-- Start of Records provided --
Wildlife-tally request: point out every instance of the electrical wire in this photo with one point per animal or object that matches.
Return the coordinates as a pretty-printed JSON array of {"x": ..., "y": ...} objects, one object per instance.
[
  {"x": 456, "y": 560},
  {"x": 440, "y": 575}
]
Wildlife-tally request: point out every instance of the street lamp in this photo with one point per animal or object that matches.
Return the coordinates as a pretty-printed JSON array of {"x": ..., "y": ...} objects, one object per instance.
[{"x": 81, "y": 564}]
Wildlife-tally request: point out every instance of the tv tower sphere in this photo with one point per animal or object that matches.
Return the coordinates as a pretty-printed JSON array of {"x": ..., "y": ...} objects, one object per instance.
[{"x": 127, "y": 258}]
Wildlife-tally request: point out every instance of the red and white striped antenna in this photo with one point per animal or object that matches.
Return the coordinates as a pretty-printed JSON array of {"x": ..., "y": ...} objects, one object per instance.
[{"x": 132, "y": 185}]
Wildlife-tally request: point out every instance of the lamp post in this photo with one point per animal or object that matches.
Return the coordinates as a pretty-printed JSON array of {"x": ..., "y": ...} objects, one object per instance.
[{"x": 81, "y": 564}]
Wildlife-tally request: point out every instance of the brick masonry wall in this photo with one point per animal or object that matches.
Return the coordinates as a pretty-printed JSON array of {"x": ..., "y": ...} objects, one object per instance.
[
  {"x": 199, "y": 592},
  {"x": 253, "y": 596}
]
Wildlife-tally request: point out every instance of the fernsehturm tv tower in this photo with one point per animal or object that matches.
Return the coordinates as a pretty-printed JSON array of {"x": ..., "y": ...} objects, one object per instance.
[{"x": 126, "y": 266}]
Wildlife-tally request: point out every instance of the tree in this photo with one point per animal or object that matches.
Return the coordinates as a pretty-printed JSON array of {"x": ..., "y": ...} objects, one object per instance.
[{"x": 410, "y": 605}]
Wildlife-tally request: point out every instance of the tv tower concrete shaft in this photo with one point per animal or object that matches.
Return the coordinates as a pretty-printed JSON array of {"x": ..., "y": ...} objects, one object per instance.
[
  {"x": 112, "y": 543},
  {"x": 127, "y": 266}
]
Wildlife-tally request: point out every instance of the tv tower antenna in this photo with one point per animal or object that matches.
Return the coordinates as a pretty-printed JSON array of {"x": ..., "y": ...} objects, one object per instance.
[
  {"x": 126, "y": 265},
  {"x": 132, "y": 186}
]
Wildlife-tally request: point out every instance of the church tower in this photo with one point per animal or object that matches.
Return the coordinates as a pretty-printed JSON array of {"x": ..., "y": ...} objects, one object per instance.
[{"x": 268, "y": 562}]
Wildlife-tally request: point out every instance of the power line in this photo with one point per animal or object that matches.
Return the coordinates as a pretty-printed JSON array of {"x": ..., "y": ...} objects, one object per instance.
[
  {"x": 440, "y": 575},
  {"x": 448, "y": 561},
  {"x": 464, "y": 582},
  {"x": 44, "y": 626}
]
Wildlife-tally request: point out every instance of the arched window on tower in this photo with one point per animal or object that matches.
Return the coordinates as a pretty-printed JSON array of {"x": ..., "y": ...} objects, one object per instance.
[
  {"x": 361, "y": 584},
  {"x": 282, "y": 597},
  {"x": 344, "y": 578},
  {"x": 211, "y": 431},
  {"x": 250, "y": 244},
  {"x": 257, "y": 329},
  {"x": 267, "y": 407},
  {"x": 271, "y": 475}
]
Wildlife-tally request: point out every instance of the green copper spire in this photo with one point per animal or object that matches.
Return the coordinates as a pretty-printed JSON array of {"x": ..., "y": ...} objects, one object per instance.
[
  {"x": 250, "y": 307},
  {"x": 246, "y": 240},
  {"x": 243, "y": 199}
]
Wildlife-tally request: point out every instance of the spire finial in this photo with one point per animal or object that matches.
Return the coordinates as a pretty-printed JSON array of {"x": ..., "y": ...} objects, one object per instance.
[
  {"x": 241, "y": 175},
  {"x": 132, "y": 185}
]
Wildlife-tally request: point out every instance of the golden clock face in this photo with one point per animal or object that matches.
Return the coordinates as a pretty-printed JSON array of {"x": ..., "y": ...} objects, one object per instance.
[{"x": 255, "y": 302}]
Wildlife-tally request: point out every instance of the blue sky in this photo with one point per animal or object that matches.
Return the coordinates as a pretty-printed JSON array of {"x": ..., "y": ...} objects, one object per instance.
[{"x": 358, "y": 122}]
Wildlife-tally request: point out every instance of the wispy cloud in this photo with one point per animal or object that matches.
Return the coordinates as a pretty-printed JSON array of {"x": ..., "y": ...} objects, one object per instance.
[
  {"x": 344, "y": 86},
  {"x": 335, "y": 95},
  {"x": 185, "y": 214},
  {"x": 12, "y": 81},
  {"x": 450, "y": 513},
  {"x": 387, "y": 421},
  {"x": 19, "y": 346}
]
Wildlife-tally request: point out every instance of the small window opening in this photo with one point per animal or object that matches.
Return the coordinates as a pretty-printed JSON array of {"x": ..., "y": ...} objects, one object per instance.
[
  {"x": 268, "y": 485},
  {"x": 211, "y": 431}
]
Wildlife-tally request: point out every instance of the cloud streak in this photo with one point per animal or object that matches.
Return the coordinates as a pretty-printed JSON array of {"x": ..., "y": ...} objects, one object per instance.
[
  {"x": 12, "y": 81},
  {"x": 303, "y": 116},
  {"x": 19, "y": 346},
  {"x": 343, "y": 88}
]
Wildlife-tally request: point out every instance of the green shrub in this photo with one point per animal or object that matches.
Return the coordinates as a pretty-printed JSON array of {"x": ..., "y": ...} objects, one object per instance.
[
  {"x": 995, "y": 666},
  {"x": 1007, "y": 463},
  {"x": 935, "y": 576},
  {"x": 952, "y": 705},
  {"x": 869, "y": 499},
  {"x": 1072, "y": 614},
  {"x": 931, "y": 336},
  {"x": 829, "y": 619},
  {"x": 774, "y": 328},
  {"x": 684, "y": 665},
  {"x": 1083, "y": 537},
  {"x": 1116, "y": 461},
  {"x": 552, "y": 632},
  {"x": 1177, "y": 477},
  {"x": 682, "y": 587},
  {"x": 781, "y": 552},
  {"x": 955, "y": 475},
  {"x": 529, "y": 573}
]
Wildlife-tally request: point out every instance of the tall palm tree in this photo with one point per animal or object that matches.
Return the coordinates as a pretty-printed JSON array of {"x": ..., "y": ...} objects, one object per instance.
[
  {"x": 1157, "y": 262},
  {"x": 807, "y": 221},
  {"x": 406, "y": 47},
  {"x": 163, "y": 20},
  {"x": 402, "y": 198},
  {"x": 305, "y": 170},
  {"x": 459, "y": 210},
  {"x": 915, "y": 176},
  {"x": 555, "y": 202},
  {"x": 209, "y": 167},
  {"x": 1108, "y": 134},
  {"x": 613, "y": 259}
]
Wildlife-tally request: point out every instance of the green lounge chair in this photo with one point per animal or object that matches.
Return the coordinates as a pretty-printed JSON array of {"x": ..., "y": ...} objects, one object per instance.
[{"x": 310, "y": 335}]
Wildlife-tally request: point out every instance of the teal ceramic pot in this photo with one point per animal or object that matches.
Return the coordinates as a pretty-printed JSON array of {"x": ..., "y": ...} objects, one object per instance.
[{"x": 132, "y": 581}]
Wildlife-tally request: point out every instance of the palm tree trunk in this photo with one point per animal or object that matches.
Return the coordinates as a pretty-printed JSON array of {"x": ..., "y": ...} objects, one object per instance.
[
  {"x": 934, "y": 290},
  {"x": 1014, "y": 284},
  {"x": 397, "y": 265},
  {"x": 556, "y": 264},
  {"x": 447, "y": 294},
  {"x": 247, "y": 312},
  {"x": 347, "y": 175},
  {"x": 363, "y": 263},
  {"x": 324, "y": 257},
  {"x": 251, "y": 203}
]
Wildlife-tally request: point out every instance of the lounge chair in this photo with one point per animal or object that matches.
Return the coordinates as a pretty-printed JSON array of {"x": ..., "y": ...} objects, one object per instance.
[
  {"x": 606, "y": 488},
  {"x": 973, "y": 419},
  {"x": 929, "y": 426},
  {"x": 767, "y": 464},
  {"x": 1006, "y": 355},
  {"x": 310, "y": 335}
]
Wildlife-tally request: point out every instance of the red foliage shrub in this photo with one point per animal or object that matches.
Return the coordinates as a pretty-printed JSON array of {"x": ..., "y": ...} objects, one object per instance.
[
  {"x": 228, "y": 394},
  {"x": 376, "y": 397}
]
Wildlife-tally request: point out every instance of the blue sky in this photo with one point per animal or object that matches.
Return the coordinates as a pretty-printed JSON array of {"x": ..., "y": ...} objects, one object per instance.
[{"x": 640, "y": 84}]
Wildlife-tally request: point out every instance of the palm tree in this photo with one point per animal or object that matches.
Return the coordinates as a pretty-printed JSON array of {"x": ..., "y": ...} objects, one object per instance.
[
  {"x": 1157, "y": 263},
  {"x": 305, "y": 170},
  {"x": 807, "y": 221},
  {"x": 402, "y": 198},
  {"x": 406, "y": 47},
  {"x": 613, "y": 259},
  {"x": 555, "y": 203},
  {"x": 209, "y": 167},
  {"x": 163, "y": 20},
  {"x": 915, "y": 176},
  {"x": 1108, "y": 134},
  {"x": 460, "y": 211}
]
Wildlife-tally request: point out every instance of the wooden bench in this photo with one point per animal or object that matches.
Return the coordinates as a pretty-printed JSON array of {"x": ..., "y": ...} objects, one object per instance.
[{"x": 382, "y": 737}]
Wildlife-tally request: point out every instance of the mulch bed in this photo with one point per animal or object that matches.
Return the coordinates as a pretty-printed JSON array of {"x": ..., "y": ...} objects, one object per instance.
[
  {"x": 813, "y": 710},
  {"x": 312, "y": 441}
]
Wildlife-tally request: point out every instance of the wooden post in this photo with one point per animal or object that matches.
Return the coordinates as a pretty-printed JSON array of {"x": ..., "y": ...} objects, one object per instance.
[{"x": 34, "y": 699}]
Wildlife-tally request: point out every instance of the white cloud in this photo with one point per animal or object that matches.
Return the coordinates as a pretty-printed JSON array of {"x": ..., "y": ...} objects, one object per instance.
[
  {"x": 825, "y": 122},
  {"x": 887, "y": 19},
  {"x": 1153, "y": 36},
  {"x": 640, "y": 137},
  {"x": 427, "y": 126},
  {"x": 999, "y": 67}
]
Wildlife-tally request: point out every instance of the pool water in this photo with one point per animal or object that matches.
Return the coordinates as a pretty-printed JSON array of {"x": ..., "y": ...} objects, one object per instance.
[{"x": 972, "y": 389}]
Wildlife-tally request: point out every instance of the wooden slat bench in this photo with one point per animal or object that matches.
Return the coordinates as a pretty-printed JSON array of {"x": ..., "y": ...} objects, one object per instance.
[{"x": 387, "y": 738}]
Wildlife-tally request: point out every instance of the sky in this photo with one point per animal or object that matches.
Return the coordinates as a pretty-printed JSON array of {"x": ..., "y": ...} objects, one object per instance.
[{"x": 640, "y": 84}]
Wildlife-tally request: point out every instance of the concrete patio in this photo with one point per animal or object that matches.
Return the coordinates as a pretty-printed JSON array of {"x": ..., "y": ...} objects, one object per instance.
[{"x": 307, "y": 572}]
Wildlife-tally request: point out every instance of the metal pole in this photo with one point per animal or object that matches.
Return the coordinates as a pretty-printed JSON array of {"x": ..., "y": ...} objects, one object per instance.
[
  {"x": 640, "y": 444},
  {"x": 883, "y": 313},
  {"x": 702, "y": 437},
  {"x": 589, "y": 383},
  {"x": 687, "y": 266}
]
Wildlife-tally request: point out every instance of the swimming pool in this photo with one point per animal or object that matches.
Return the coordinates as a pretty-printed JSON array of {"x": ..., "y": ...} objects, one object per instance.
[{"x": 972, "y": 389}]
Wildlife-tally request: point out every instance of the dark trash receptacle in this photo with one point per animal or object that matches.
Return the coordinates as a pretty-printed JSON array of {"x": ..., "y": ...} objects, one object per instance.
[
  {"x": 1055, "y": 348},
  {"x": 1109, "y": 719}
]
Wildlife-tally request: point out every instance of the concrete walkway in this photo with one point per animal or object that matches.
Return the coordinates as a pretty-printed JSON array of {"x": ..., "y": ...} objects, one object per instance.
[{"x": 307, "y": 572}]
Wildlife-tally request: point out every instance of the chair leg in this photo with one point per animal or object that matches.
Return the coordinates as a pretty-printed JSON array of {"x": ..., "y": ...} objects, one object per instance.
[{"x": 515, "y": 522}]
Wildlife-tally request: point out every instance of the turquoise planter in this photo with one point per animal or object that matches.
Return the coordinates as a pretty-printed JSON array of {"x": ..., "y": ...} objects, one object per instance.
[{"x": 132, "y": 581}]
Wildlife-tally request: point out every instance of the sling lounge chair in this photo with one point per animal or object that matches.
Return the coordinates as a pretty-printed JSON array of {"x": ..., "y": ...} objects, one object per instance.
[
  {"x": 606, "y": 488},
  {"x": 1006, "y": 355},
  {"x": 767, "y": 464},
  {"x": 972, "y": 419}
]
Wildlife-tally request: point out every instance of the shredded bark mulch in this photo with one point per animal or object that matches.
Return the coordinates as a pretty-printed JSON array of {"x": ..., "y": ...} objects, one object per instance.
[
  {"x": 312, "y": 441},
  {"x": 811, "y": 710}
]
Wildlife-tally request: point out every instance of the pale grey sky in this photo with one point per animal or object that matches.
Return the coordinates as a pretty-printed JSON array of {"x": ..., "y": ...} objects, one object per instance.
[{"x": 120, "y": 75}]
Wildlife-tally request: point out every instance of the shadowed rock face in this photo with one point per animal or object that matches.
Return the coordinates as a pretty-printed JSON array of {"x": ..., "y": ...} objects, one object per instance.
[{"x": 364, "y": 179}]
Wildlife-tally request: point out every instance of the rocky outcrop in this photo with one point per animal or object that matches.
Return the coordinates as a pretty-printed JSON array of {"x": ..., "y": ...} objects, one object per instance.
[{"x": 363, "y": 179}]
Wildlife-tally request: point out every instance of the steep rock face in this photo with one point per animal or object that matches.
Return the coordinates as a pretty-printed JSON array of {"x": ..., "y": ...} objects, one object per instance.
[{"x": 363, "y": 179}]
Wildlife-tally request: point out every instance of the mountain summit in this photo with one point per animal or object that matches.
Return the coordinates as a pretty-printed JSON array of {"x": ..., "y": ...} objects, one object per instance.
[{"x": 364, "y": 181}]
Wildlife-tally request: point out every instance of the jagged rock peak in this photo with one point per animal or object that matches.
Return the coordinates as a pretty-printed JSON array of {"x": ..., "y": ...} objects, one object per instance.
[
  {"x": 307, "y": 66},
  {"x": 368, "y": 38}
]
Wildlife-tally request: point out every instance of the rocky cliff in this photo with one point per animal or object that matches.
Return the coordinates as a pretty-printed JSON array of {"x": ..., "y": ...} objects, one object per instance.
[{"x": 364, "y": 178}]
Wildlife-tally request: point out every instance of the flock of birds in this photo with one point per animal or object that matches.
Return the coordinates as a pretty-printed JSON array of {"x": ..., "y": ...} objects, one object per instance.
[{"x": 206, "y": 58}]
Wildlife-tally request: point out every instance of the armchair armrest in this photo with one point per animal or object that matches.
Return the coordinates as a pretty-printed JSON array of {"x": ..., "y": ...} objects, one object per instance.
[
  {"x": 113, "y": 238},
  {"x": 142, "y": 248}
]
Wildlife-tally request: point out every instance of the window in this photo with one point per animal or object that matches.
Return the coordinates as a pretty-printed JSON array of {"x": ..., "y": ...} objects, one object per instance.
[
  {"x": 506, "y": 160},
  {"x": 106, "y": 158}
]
-- End of Records provided --
▶ _Written instruction_
Your task is to reproduce, exactly and exclusively, the lines from the one holding "Wildlife-tally request: point out every instance of the flock" through the final line of the listing.

▶ _Solved exercise_
Wildlife-tally request: point out every instance of the flock of birds in this photo with one point per animal or object that matches.
Return the coordinates as a pretty-printed JSON array of {"x": ..., "y": ...} objects, one object per instance.
[{"x": 206, "y": 58}]
Wildlife-tally request: point out every instance of the armchair armrest in this photo with one point per animal or object that matches.
Return the coordinates as a pretty-printed JSON array of {"x": ..., "y": ...} objects, one object per instance.
[
  {"x": 113, "y": 238},
  {"x": 142, "y": 248}
]
Wildlife-tally request: point out every instance of the window in this photo with one point per animal or object that matches.
Return the coordinates as a pretty-printed JSON array of {"x": ..., "y": ...} objects, one object per instance.
[
  {"x": 506, "y": 160},
  {"x": 106, "y": 158}
]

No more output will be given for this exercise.